Letzte Woche erst entrüstete sich Gerhard Richter über den Film „Werk ohne Autor“ – heute teilt die Academy in Los Angeles dessen Oscar-Nominierung in der Kategorie „Bester ausländischer Film“ mit. Dass die Biografie des deutschen Malers in „Werk ohne Autor“ nicht dokumentarisch erzählt wird, macht diese Nominierung wohl erst möglich.
Der mit viel Pathos getränkte Film spitzt sich im Lauf von eineinhalb Stunden auf den Konflikt zwischen werdendem Malerstar Kurt Barnert und dessen despotischen Schwiegervater Professor Carl Seeband zu. Freie Kunstausübung an der Akademie in Düsseldorf – in welchem Stil möchtest du malen? – und Joseph Beuys als kritischer Mentor prallen auf einen technisch gut ausgebildeten aber offensichtlich überforderten Maler aus dem Osten Deutschlands. Der war zuvor zwar vor dem Sozialistischen Realismus und dem fachlich hervorragenden aber moralisch fragwürdigen NS-Arzt mit guten Verbindungen zur DDR-Führung geflohen, wird im Westen aber zuerst zum Putzmann. Dazwischen löst die tragische Geschichte von Richters vom NS-Schergenregime ermordeter Tante Gänsehaut aus. War der Schwiegervater wirklich für deren Einweisung in eine psychiatrische Klinik verantwortlich, an deren Ende die Euthanasie stand?
Der Anfang September 2018 in die Kinos gekommene Film löste heftige Kontroversen aus. War es nötig, die Bombardierung Dresdens mit der Ermordung von Richters Tante (Euthanasie) bildlich miteinander zu verketten? Gerhard Richter darf sich zurecht unverstanden fühlen, zu sehr setzte Henckel von Donnersmarck auf teils kitschige Bilder, glatte Charaktere, gewürzt mit Crime-and-Suspense. Die komplexe Verkettung von Schuld und Wegsehen, von versuchter Anpassung und Ausbruch in die vermeintliche Freiheit, das gegeneinander Ausspielen von West- und Ost-Deutschland lässt sich vermutlich an vielen Biografien nacherzählen. Doch nur Gerhard Richter ist weltberühmt und trägt den Film schon durch die Nennung seines Namens. Seine Bilder sind es, die dem Regisseur als Requisiten und Metaphern für den Kampf zwischen Erinnern und Vergessen dienen (→ Gerhard Richter. Bilder einer Epoche). Doch die unbewusste Aufarbeitung seiner Biografie ist nur ein Aspekt im deutlich größeren Universum des frühen Richter (→ Gerhard Richter: Biografie).
Einmal mehr spricht sich die Academy für eine filmische Aufarbeitung der NS-Vergangenheit aus. Am 24. Februar wird sich zeigen, ob das „Werk ohne Autor“ – auf Englisch mit dem affirmativen Titel „Never Look Away“ (!) ausgestattet – genau für eine solche Veranstaltung gemacht ist.

Aufgabenstellung: Erläutern Sie in ein bis drei Sätzen, weshalb Gerhard Richter sich nach dem Beitrag über den Film „Werk ohne Autor“ zu Recht unverstanden fühlen darf. Stützen Sie sich ausschließlich auf den Beitrag.

Bereitgestellte Datensätze:

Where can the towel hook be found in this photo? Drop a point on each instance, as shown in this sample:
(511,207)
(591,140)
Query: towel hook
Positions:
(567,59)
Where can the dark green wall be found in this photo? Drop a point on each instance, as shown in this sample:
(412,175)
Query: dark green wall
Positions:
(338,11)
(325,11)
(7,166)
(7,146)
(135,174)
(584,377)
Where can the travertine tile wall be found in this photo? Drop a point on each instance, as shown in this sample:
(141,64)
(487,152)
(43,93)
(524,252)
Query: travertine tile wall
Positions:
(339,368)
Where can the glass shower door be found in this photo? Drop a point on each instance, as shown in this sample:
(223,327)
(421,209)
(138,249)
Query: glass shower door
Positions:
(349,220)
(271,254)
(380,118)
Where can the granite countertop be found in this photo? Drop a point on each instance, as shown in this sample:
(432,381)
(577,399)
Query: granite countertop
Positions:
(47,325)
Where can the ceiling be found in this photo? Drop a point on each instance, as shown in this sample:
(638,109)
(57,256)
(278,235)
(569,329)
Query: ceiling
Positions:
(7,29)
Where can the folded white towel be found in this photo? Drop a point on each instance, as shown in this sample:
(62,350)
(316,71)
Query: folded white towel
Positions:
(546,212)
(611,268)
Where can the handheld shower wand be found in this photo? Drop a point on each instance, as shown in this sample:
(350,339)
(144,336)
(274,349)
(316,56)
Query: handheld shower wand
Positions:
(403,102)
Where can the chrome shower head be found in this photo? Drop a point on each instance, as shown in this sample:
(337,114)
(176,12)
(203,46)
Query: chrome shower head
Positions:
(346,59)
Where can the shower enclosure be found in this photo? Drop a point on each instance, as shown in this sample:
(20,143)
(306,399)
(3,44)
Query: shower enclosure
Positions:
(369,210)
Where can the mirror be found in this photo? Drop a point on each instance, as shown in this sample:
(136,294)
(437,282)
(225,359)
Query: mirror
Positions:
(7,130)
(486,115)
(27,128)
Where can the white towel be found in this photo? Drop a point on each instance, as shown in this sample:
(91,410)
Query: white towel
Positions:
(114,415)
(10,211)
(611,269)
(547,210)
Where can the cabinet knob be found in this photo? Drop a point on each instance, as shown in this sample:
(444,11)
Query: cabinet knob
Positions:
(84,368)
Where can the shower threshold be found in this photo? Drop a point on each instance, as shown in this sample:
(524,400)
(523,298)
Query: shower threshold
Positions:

Schriftliche Antwort: Henckel von Donnersmarck setzte zu sehr auf teils kitschige Bilder und glatte Charaktere, gewürzt mit Crime-and-Suspense. Aus diesem Grund darf sich Gerhard Richter dem Beitrag zufolge zu Recht unverstanden fühlen.